Паунда обожгло, и чтобы спасти жопу его души, мы поместили его к психам и сказали, что он ничего не мог с собой поделать. Да, если б фашисты, нацисты победили, думаю, Паунд одним из первых обратился бы против них, и к черту цену. Он просто спутался с Проигравшим, а Проигравший никогда еще не выигрывал Трибунал по Военным Преступлениям.
Кроме того, в Америке после окончания Второй мировой так называемая интеллигенция, университеты склонились Влево (особенно гигантским всплеском после 1931–1947 годов). А для художника клониться Влево, даже Крайне Влево не только считается простительным, но и расценивается как высокая форма творческой отваги.
Паунд не вписывался в их рамку духовной картины.

****************************************

- **ОПИСАНИЕ ЗАДАНИЯ**
Перепишите полностью текст о Паунде, который приведен выше, не меняя в нем ни слова.

- **ФРАГМЕНТ ДАННЫХ**
****************************************

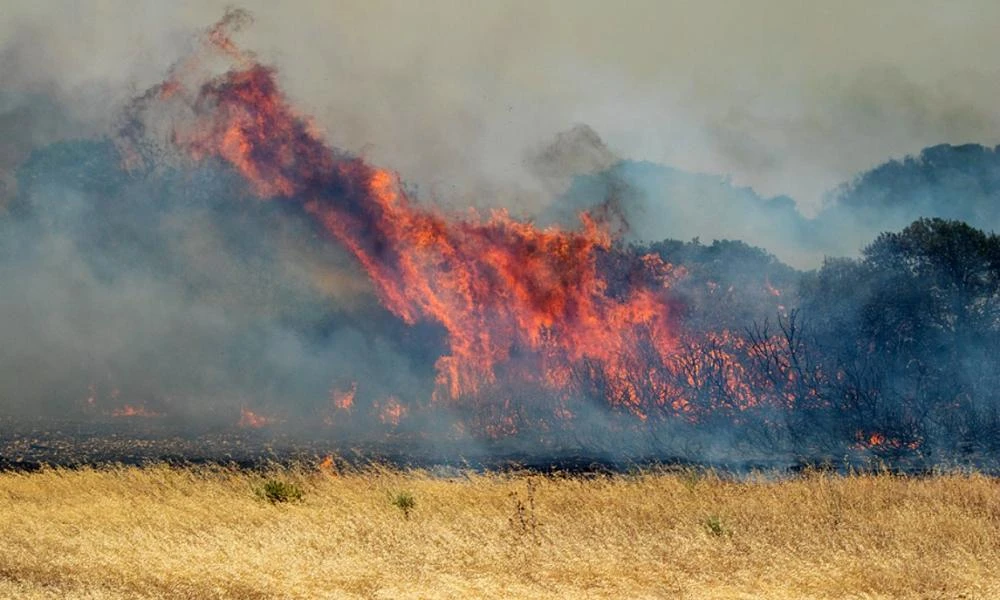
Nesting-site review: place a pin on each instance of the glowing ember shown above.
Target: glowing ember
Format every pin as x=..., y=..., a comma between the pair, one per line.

****************************************

- **РЕШЕНИЕ ЗАДАЧИ**
Паунда обожгло, и чтобы спасти жопу его души, мы поместили его к психам и сказали, что он ничего не мог с собой поделать. Да, если б фашисты, нацисты победили, думаю, Паунд одним из первых обратился бы против них, и к черту цену. Он просто спутался с Проигравшим, а Проигравший никогда еще не выигрывал Трибунал по Военным Преступлениям.
Кроме того, в Америке после окончания Второй мировой так называемая интеллигенция, университеты склонились Влево (особенно гигантским всплеском после 1931–1947 годов). А для художника клониться Влево, даже Крайне Влево не только считается простительным, но и расценивается как высокая форма творческой отваги.
Паунд не вписывался в их рамку духовной картины.